_INSTRUÇÕES DO EXERCÍCIO_
**1)** Do texto sobre dieta e pesadelos, devolva tudo o que vai desde "A sabedoria popular" até "os seus sonhos.".
**2)** No texto sobre dieta e pesadelos, quantos estudantes foram entrevistados no estudo?

_SECÇÃO DO TEXTO_
################

Investigadores canadianos sugeriram uma ligação entre os pesadelos e a intolerância à lactose, provavelmente devido aos sintomas digestivos que esta provoca com o consumo de queijos ou iogurtes à noite.
A sabedoria popular defende há muito que um jantar leve é melhor para uma boa noite de sono. Mas poucas investigações científicas exploraram a influência da dieta nos sonhos.
Num estudo publicado esta semana na Frontiers in Psychology, os investigadores de psicologia entrevistaram 1.082 estudantes da Universidade MacEwan (Canadá) durante um período de quatro meses sobre os seus hábitos alimentares, o sono e, mais especificamente, os seus pesadelos, e a relação que estabeleceram entre os dois.
Aproximadamente 40% dos participantes sentiram que a sua dieta afetava a qualidade do sono, incluindo 24,7%, prejudicando-a. E 5,5% acreditavam que influenciava os seus sonhos.
As sobremesas/rebuçados e os produtos lácteos foram referidos pelos inquiridos como os alimentos que mais afetavam a qualidade do sono (22,7% e 15,7%, respetivamente) e dos sonhos (29,8% e 20,6%), tornando-os "estranhos" ou "perturbadores".
Em contraste, a fruta (17,6%), os legumes (11,8%) e os chás de ervas (13,4%) foram os alimentos mais frequentemente identificados como contribuintes para uma boa noite de sono.
Os autores compararam estas declarações com as relativas às suas intolerâncias alimentares e encontraram uma forte associação entre os pesadelos e a intolerância à lactose.

################

_DADOS BRUTOS_
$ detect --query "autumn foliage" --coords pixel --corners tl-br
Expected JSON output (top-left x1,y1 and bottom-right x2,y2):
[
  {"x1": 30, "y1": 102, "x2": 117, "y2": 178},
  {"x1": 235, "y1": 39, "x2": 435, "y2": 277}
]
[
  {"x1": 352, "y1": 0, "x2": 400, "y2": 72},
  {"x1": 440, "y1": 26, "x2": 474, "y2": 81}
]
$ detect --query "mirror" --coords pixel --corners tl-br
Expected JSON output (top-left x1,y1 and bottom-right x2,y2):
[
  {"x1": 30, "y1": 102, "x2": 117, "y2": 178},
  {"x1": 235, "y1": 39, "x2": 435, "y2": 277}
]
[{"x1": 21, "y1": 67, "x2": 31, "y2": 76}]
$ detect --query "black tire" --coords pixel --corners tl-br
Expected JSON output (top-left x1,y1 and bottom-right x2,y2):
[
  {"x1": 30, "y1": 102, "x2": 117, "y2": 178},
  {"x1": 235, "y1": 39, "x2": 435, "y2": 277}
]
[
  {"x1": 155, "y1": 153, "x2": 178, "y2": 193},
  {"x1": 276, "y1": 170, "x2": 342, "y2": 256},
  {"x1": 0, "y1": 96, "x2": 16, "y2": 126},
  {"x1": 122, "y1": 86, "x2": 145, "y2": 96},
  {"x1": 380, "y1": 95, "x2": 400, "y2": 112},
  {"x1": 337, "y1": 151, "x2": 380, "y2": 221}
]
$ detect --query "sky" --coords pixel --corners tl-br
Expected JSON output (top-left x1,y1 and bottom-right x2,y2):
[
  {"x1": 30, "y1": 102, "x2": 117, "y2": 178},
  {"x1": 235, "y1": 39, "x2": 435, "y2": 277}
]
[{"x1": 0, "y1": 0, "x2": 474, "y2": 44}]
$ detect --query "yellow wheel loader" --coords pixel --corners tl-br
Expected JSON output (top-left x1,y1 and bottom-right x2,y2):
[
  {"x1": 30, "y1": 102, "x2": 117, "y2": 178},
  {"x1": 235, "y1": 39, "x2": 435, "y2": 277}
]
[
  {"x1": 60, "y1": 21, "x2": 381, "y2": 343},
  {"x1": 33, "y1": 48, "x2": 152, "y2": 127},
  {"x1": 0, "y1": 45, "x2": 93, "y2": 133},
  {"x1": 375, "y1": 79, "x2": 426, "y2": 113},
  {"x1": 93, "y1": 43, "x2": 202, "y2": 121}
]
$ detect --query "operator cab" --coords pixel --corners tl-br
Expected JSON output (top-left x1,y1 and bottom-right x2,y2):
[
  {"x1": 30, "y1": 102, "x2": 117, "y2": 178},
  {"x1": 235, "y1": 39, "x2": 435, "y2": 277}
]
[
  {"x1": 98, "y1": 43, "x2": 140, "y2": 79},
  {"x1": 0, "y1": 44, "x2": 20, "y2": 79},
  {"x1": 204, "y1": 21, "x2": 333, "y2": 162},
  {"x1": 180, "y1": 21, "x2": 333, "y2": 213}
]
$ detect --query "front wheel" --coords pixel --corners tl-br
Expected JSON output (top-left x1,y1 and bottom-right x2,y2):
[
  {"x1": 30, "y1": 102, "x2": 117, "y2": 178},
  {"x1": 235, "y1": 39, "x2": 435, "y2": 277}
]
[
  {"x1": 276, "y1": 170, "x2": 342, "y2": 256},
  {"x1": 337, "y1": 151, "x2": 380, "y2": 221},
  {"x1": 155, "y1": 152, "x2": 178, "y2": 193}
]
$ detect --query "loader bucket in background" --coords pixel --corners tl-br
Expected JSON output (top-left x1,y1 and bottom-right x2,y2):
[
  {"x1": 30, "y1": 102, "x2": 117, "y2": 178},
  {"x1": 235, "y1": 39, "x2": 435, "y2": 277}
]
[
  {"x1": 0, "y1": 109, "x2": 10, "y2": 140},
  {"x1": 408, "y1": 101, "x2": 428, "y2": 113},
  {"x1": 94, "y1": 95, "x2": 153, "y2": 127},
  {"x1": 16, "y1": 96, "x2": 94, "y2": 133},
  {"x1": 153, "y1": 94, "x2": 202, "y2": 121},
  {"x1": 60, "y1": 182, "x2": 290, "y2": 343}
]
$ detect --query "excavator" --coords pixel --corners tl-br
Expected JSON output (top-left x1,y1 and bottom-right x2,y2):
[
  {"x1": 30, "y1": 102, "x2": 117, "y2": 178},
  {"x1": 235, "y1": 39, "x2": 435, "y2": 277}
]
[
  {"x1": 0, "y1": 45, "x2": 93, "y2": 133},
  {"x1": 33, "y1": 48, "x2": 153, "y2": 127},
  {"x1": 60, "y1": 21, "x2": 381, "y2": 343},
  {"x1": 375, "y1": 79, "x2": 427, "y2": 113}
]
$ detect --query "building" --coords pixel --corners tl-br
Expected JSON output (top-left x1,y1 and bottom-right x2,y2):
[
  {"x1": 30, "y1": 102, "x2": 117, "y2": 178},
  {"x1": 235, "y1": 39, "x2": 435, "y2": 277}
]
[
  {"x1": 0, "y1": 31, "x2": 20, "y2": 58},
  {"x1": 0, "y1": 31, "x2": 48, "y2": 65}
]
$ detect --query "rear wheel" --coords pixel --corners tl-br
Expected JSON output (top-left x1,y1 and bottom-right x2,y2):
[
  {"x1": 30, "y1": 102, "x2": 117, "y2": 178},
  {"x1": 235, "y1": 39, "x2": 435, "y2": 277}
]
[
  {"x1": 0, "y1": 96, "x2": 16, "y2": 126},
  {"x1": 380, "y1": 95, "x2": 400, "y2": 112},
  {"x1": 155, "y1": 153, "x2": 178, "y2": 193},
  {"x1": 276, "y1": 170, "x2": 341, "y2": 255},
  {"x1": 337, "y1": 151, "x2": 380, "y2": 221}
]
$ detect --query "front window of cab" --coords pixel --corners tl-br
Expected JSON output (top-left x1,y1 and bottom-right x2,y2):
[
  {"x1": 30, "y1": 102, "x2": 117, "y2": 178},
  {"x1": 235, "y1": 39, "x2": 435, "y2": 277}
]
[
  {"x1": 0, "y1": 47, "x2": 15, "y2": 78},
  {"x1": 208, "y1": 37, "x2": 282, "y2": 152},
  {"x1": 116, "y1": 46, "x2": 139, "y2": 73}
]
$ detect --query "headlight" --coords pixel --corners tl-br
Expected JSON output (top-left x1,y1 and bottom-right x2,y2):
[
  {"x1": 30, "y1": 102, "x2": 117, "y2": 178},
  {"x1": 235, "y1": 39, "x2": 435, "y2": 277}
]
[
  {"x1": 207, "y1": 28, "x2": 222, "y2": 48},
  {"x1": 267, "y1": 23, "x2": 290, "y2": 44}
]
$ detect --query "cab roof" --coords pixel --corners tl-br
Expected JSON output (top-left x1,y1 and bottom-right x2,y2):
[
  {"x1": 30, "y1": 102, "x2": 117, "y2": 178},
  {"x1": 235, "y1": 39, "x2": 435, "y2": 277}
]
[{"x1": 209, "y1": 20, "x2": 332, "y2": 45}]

################

_SOLUÇÕES POR TAREFA_
**1)**
A sabedoria popular defende há muito que um jantar leve é melhor para uma boa noite de sono. Mas poucas investigações científicas exploraram a influência da dieta nos sonhos.
Num estudo publicado esta semana na Frontiers in Psychology, os investigadores de psicologia entrevistaram 1.082 estudantes da Universidade MacEwan (Canadá) durante um período de quatro meses sobre os seus hábitos alimentares, o sono e, mais especificamente, os seus pesadelos, e a relação que estabeleceram entre os dois.
Aproximadamente 40% dos participantes sentiram que a sua dieta afetava a qualidade do sono, incluindo 24,7%, prejudicando-a. E 5,5% acreditavam que influenciava os seus sonhos.

**2)** 1.082 estudantes da Universidade MacEwan, no Canadá.